***** THE INPUT
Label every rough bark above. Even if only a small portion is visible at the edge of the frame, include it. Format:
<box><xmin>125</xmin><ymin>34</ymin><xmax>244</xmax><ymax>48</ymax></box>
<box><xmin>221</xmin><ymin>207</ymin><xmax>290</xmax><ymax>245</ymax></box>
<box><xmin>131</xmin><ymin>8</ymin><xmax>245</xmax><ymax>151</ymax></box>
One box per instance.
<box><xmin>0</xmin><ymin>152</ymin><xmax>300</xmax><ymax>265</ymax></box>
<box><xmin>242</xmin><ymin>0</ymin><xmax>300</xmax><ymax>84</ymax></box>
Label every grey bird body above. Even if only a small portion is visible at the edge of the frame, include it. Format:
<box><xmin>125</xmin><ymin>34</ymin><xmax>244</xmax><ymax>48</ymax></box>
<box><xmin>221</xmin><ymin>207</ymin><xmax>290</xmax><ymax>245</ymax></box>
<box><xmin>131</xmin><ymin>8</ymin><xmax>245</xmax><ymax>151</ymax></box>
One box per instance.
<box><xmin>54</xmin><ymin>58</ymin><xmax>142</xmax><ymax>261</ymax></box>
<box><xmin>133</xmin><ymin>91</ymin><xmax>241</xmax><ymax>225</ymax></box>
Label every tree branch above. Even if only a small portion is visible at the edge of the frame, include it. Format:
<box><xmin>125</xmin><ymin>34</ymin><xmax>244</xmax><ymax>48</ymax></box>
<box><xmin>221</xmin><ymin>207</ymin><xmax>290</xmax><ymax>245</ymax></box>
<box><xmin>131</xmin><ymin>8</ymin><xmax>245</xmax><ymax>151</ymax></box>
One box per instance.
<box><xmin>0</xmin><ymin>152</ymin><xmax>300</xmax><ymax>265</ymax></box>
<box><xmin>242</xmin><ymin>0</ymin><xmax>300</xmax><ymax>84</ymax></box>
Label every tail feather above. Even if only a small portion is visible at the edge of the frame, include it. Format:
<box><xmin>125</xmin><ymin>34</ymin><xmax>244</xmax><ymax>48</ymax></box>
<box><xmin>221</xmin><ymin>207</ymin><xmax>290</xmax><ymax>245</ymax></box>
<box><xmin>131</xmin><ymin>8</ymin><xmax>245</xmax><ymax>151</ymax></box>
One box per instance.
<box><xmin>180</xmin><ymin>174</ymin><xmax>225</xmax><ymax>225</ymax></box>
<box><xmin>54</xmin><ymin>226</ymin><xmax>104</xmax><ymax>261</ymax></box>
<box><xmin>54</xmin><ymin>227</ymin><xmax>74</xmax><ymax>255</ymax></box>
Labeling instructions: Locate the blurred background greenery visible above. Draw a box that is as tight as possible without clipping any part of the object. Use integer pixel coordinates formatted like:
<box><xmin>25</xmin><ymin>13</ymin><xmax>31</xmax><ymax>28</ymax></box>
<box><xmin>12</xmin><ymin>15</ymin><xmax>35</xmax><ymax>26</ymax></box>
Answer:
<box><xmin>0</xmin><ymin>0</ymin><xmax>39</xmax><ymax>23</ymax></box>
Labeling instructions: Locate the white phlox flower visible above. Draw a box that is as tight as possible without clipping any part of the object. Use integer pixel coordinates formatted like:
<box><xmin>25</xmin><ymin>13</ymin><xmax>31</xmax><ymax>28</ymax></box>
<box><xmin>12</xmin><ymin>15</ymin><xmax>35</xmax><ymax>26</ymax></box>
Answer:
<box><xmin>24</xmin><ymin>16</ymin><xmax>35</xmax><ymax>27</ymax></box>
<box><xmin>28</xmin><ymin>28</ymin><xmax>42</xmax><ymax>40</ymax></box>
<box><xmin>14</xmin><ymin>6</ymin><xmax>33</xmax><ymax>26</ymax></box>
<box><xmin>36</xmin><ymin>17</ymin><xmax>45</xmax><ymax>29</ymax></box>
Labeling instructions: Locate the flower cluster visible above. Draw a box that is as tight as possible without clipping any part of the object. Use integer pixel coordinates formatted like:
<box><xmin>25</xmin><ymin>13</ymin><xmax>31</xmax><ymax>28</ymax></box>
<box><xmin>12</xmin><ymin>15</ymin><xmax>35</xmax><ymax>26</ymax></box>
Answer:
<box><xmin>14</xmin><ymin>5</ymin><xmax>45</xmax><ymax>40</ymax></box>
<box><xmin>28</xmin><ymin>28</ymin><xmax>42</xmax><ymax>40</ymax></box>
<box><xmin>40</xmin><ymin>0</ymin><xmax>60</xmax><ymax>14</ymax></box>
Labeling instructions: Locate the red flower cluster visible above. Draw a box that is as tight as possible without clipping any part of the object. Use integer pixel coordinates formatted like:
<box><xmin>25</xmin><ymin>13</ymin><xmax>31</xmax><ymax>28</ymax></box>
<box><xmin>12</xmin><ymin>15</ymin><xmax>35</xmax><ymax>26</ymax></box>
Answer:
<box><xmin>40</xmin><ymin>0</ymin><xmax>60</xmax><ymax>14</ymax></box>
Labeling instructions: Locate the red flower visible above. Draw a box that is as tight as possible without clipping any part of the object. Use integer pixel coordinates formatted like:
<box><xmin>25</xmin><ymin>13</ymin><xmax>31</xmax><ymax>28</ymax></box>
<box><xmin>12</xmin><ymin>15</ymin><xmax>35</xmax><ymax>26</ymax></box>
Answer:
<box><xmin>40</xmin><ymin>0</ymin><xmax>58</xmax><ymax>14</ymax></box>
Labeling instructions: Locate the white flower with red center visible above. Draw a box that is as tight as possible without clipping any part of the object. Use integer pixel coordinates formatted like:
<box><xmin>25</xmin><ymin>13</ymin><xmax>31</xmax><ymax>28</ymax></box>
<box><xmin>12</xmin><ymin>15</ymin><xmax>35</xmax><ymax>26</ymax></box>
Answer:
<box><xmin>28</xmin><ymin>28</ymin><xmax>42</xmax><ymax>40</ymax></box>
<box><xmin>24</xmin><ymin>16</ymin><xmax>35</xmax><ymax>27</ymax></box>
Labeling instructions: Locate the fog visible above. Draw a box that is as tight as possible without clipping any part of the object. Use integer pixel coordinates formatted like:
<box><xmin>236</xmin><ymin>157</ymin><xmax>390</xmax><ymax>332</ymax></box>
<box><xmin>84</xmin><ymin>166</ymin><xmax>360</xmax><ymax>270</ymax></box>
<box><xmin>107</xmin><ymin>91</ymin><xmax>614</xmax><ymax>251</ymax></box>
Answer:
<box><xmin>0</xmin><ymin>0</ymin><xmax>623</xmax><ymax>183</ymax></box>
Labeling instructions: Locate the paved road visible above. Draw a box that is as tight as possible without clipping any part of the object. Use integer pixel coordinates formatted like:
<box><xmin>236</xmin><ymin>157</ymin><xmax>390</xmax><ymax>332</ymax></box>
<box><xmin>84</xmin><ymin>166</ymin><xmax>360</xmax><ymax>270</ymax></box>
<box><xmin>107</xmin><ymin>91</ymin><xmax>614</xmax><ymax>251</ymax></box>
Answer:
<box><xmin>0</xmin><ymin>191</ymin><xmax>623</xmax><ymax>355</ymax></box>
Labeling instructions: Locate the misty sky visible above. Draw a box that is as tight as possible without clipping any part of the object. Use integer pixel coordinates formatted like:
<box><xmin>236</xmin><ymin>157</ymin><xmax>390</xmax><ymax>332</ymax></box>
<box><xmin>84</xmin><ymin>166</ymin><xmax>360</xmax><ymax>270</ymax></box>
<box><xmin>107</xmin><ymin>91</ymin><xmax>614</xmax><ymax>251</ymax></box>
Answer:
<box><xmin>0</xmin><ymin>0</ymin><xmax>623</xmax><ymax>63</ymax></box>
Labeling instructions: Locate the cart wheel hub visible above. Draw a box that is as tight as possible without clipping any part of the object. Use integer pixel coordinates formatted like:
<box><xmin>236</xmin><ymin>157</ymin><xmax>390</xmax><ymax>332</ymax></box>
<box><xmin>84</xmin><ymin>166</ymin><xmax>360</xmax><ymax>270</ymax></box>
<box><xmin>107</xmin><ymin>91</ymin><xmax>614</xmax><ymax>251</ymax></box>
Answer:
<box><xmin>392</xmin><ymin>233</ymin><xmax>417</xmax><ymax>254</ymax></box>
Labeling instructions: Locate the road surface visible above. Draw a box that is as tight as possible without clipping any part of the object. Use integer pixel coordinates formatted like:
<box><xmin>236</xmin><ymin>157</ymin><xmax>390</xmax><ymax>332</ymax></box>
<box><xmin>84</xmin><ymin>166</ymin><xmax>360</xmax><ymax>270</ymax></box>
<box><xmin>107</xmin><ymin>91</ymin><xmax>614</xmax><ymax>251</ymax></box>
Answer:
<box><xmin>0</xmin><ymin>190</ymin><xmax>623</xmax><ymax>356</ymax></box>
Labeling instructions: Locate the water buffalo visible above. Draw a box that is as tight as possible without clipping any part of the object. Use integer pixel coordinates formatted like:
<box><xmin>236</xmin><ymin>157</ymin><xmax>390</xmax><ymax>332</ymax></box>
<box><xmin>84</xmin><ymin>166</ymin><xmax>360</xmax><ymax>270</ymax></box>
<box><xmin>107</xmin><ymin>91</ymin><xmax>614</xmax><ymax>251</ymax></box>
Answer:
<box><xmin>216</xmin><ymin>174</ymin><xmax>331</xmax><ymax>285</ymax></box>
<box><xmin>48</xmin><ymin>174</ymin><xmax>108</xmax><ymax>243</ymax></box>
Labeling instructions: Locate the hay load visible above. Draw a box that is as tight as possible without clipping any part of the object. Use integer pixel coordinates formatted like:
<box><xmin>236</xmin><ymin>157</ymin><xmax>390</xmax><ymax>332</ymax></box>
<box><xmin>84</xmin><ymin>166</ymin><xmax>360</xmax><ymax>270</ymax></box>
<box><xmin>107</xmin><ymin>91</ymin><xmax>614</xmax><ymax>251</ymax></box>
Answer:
**********
■ WRITTEN INSTRUCTION: Can you pull out every line of the records containing the word "small"? Case counts.

■ RESPONSE BELOW:
Label every rough bark above. Even if only a small portion is visible at the edge of the frame, include it. Format:
Label every grey bird body above. Even if only a small portion is visible at the edge of the frame, include it. Format:
Label every tree branch above. Even if only a small portion is visible at the edge of the frame, include it. Format:
Label every tail feather above. Even if only a small portion is visible at the edge of the frame, include it. Format:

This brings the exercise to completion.